#### [Entries supplied]
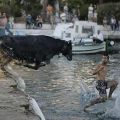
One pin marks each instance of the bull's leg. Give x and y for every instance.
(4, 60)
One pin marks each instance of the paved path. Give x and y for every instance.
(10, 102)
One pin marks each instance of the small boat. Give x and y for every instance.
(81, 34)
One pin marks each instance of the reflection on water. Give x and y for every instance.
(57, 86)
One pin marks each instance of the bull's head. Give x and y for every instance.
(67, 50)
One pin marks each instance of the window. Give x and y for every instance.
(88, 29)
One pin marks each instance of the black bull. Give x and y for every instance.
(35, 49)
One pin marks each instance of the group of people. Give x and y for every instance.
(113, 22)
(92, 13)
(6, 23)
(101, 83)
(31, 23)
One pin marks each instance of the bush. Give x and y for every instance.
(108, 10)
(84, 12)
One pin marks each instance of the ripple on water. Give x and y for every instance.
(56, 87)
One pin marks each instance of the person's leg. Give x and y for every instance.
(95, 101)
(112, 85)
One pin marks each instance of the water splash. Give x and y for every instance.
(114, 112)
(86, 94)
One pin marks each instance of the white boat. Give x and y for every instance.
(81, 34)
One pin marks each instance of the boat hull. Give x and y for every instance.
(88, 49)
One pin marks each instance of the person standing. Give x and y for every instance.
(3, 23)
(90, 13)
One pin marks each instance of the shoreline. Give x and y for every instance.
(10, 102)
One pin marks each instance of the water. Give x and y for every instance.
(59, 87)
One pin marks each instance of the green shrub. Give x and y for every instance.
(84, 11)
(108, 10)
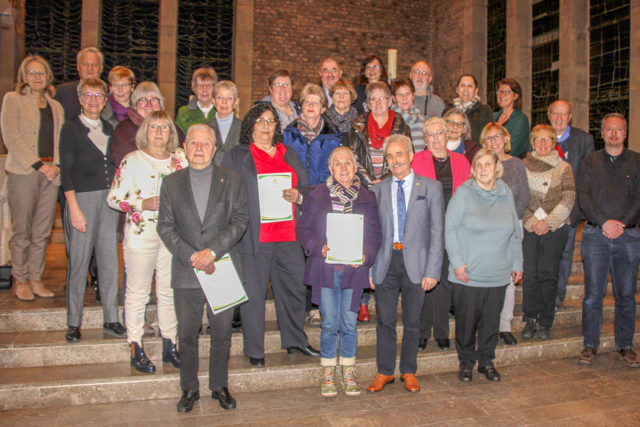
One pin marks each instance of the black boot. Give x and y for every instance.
* * *
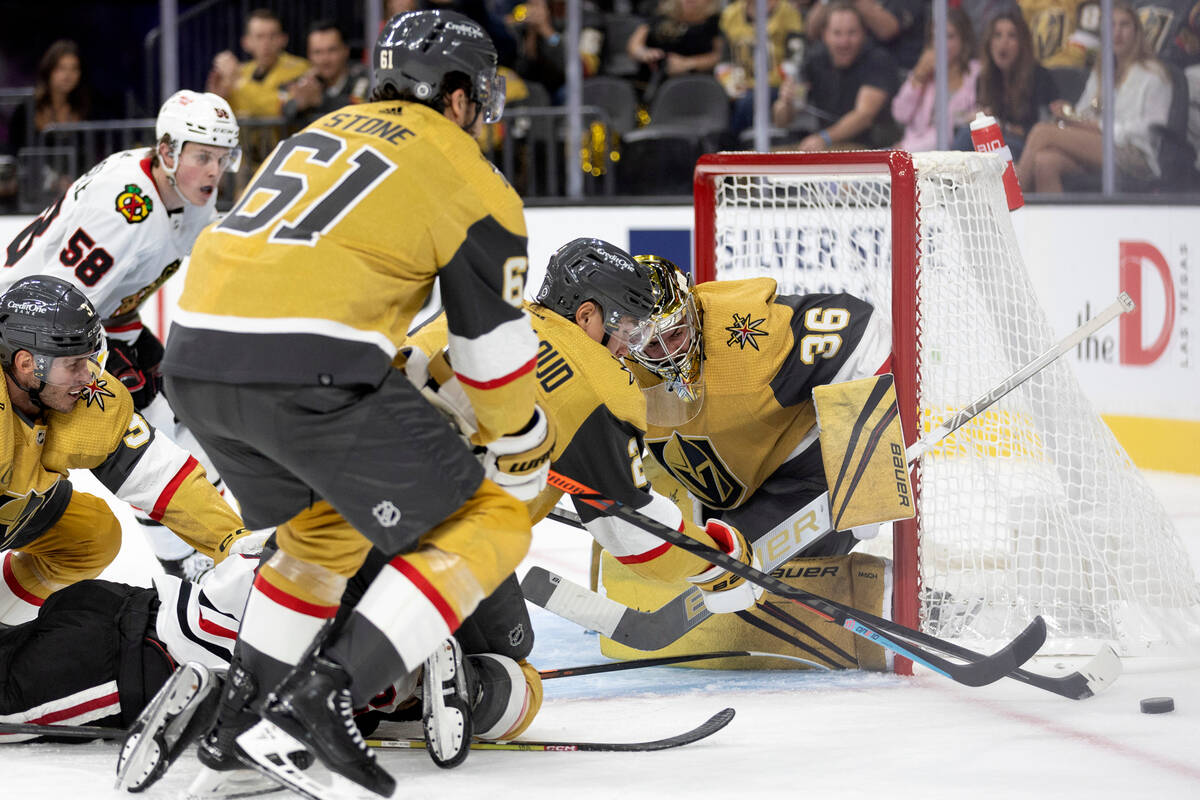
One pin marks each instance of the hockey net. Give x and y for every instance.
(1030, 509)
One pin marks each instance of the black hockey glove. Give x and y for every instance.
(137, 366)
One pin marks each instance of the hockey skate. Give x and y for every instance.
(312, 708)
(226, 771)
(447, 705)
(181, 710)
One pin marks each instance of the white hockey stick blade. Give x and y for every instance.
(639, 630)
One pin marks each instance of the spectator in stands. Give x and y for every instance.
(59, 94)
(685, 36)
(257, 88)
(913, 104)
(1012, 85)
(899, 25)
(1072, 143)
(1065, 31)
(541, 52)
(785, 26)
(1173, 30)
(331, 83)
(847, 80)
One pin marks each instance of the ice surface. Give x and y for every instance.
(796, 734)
--
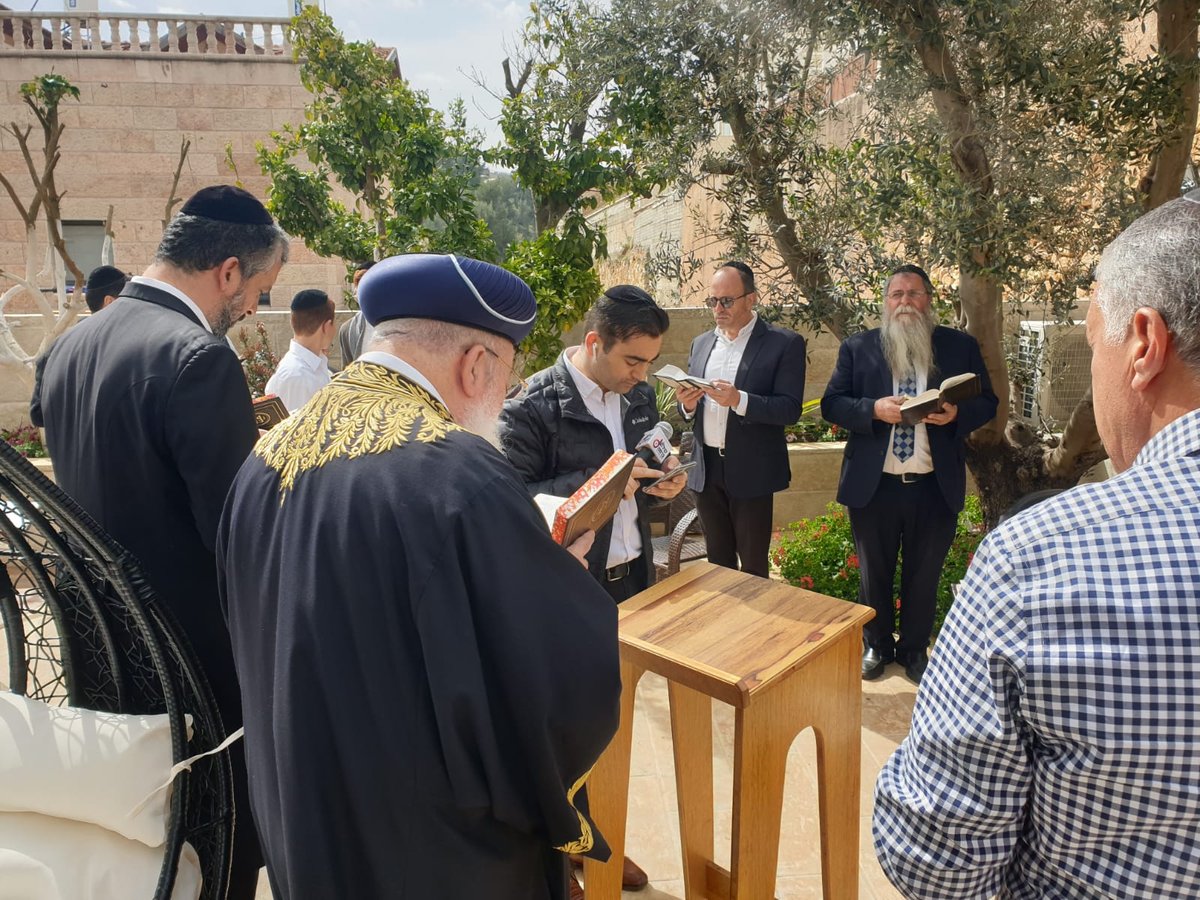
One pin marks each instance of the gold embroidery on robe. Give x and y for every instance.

#### [Prompt]
Count the lines of the material above that contain the string "white", treating uppercase and lowercase as different, and give only the number.

#### [Answer for this exercise]
2